* [Document excerpt]:
____________
Parents of children attending New York’s public elementary schools get countless letters from the Department of Education. Below is a letter folks like us should receive but never will.

Dear Parent,

Please be advised that, owing to a pesky little thing we call “mismanagement,” the NYC Department of Education will be re-doing the advisory vote for the 2011 Community and Citywide Education Council elections. This means the hour you spent logging on to some obscure web site, sifting through unfamiliar names and studying candidate biographies — all so you could cast an advisory vote for an advisory panel — will have to be repeated. Please accept our apologies.

Oh, and we hope you didn’t throw away the letter we sent home containing your child’s OSIS number, which you’ll need to re-cast your vote. If you did, then we suggest … well, at this point you’re probably saying “To hell with this,” or something even less civil. And who can blame you?

While we’re issuing apologies, we’d also like to express regret for what promises to be a nasty round of teacher layoffs that will directly affect your child’s education. We’d like to think this is the fault of state budget writers, but the fact is New York’s Department of Education hasn’t built a strong case proving every single one of the billions of dollars spent in city schools is put to good use. Rather, we’ve given folks the impression we’re so awash in waste and mismanagement (there’s that word again) that great wads of public cash are regularly flushed down a giant hole. We regret that the DOE has contributed to this perception.

We’d also like to apologize for the acronym “DOE.” Makes us sound like a cute little deer, doesn’t it? Well, we’re not

Please also accept our apologies for overcrowded classrooms, poor building maintenance, leaky soccer balls, the G&T admission process, icky lunches, outdated textbooks, “toxic” principals, Cathie Black, ammonia-scented floor cleaner, PCBs in light fixtures, playground bullies, and that funky smell in most school gyms. We also regret the fact that, should a school want a librarian or an art teacher, then some turbo-charged parent association must hold a black-tie auction. We’re also sorry we routinely cave in to union bosses and condominium developers, and that we let Eva Moskowitz open one of her charter schools any damn place she wants. We regret any inconvenience our actions may have caused.

In closing, let us acknowledge that virtually no parent ever reads to the end of a letter from the DOE. So, for the one or two of you still paying attention, please know that the winning lottery numbers in Wednesday’s Take 5 game will be 8, 12, 15, 23 and 35. Don’t ask us how we know this. Let’s just say: If parents knew everything we knew, then we’d have even more to apologize for.
____________
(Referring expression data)
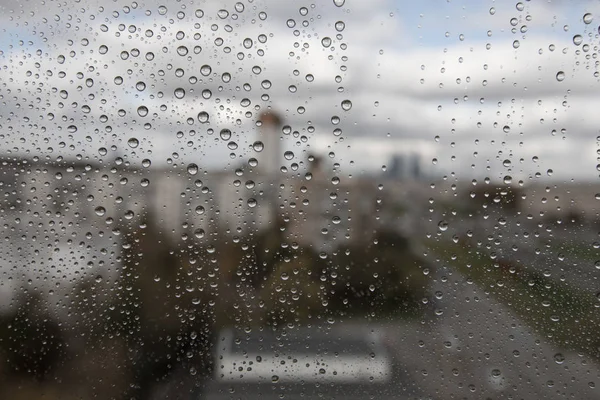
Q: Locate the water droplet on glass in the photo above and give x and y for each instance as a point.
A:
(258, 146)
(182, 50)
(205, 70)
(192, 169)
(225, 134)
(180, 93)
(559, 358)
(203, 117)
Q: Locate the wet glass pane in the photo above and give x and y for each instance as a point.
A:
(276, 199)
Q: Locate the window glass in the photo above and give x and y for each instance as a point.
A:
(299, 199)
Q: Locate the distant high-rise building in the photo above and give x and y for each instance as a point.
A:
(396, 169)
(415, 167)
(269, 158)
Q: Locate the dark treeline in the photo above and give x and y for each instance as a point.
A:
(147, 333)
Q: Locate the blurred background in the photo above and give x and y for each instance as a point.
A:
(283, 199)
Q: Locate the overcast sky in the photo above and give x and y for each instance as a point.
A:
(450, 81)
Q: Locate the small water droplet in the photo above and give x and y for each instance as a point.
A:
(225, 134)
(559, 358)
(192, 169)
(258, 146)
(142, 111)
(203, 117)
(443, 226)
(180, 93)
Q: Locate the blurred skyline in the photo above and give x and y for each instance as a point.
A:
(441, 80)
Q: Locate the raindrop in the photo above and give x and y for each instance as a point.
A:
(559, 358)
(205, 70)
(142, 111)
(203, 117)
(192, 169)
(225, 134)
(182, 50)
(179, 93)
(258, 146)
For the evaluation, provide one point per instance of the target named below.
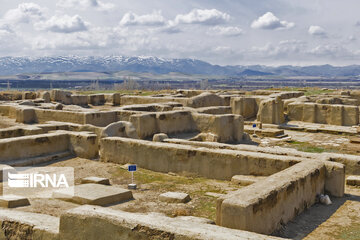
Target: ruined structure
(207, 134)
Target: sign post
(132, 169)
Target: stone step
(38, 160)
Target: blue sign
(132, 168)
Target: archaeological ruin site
____________
* [What this task involves]: Rewrite the passage of the mock letter to parents that begins at "We’d also like to apologize" and ends at "may have caused.", swapping "icky lunches" for "soggy lunches".

* [Result for this exercise]:
We’d also like to apologize for the acronym “DOE.” Makes us sound like a cute little deer, doesn’t it? Well, we’re not

Please also accept our apologies for overcrowded classrooms, poor building maintenance, leaky soccer balls, the G&T admission process, soggy lunches, outdated textbooks, “toxic” principals, Cathie Black, ammonia-scented floor cleaner, PCBs in light fixtures, playground bullies, and that funky smell in most school gyms. We also regret the fact that, should a school want a librarian or an art teacher, then some turbo-charged parent association must hold a black-tie auction. We’re also sorry we routinely cave in to union bosses and condominium developers, and that we let Eva Moskowitz open one of her charter schools any damn place she wants. We regret any inconvenience our actions may have caused.